### ACTIVITY
Set down again exactly the lines of the listing below that fall between the line holding "Can you find the flagpole?" and the line holding "Can you find the palm", inclusive.

============

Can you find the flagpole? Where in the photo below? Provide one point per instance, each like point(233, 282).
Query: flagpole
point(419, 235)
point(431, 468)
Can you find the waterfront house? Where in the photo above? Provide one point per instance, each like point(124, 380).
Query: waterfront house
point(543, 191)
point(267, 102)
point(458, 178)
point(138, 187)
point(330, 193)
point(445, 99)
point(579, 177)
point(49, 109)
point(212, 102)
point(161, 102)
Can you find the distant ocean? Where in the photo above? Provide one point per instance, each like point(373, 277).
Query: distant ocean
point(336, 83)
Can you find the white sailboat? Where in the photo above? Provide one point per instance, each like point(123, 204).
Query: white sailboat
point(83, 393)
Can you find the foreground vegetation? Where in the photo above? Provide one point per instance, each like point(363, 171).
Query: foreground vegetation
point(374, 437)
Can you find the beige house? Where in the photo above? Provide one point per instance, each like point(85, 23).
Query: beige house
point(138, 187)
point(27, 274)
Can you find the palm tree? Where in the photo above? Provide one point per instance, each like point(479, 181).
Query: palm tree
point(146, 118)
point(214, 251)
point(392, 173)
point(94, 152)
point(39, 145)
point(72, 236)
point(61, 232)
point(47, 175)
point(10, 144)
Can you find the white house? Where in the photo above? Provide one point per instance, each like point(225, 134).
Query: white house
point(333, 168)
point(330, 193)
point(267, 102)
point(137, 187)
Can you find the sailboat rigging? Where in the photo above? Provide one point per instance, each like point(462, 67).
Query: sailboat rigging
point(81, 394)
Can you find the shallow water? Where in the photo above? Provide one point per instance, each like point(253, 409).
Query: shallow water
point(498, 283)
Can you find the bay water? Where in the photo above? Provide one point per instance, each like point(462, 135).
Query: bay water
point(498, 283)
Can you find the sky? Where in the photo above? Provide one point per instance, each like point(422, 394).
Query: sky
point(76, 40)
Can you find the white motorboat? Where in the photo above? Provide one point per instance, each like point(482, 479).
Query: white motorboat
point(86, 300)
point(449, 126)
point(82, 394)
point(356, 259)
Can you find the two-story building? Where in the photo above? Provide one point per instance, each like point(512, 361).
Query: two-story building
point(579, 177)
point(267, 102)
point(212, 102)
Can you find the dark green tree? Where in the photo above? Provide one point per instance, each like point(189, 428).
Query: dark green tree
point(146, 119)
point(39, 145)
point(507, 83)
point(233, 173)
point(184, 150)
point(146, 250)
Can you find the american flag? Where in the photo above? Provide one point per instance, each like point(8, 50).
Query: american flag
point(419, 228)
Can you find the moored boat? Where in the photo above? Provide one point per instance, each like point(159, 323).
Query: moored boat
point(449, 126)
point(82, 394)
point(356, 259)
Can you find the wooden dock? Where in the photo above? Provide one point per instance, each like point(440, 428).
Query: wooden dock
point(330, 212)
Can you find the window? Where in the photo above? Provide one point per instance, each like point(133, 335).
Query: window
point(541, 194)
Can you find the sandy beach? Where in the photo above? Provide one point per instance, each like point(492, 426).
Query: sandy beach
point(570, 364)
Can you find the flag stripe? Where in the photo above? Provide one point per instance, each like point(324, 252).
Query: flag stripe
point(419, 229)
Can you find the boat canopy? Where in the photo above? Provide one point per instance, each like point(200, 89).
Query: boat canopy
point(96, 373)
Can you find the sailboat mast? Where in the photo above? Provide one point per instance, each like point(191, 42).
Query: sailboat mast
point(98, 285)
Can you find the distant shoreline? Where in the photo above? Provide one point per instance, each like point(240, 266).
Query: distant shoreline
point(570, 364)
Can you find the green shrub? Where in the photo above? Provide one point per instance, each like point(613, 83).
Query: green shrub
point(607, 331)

============

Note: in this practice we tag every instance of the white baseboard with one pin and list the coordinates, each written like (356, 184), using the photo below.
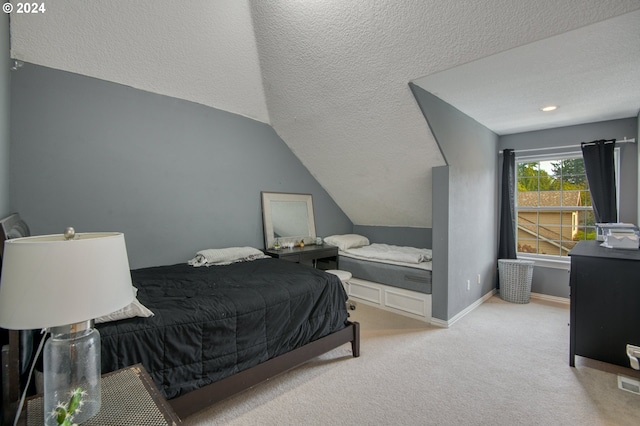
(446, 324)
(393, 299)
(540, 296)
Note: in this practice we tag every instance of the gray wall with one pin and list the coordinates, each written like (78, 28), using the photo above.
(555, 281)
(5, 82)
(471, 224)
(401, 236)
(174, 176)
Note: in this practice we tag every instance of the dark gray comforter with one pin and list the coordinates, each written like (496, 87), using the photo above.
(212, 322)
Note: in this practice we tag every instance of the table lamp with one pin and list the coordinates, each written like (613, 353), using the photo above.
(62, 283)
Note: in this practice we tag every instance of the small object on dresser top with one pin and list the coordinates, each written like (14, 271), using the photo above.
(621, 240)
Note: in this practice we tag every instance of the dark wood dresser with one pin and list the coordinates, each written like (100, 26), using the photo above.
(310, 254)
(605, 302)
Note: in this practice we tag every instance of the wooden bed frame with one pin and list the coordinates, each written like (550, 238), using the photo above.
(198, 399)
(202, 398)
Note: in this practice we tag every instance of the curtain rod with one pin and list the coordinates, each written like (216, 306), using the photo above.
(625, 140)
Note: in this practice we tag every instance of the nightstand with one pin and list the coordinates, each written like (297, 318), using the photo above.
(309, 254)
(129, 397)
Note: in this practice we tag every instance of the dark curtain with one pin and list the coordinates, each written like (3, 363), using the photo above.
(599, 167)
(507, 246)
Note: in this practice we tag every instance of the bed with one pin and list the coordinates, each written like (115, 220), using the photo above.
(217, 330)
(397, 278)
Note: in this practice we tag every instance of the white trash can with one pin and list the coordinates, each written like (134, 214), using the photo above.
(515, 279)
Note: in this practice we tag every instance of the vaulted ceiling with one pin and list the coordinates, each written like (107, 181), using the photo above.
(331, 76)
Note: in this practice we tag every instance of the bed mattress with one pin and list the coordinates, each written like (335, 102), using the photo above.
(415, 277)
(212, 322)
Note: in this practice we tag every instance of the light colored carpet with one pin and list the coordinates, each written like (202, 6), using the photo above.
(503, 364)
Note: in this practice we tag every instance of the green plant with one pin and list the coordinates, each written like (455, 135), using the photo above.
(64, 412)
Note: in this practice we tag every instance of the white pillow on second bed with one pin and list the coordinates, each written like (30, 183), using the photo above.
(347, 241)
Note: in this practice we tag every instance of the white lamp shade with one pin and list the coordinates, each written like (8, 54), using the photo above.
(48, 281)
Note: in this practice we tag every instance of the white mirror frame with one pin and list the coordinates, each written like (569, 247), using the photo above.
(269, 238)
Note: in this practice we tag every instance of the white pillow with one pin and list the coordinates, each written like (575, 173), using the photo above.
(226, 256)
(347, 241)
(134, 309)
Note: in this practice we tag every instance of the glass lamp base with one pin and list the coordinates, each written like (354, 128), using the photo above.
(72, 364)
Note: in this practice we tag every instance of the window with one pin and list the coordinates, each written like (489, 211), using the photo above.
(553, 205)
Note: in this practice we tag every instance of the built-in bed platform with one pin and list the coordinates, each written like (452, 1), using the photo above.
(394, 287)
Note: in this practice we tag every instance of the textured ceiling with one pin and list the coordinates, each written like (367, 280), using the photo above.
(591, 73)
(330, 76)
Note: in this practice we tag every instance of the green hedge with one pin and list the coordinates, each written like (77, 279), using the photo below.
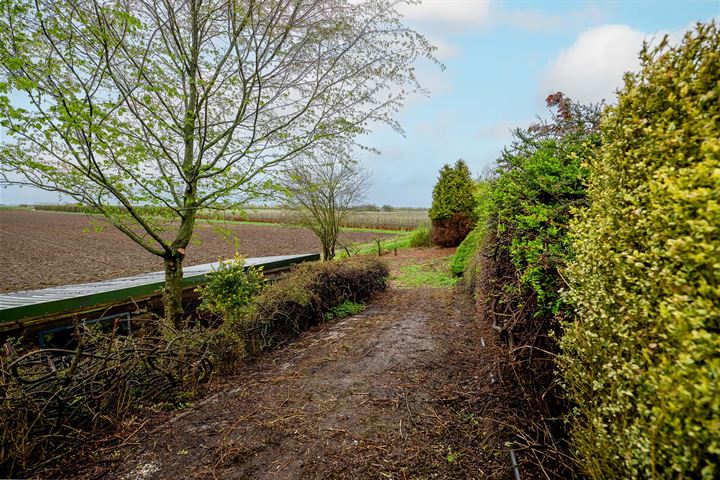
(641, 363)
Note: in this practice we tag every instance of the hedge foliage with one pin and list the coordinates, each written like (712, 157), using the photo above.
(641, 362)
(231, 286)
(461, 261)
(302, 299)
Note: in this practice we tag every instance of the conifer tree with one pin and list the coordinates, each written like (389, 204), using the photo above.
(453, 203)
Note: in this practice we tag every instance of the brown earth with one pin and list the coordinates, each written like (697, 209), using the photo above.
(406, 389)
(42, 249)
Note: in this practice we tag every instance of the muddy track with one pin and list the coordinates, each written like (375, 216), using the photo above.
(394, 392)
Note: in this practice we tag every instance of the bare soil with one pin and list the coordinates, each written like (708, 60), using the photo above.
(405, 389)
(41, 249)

============

### RESPONSE TO THE TASK
Can you find the flagpole? Where in the photo below? Provide one point per instance, each like point(233, 282).
Query: flagpole
point(419, 235)
point(431, 468)
Can you find the waterfront house? Where in the photo above? Provide one point per instance, each like point(124, 380).
Query: waterfront house
point(543, 191)
point(267, 102)
point(458, 178)
point(138, 187)
point(330, 193)
point(445, 99)
point(579, 177)
point(49, 109)
point(212, 102)
point(161, 102)
Can you find the distant ocean? Where in the photo above? Provide one point per instance, each like point(373, 277).
Query: distant ocean
point(336, 83)
Can you find the white sailboat? Where in the photo above? Provide one point per instance, each like point(123, 204).
Query: white sailboat
point(83, 393)
Can you find the foreground vegetation? Where in the photo above? Provide one point per instance, each like point(363, 171).
Query: foreground vegetation
point(374, 437)
Can you find the beige house? Where in the photo above? Provide one point per instance, each like point(85, 23).
Query: beige house
point(138, 187)
point(27, 274)
Can you find the palm tree? Where in the photo above? Provide one point per instance, each like point(479, 181).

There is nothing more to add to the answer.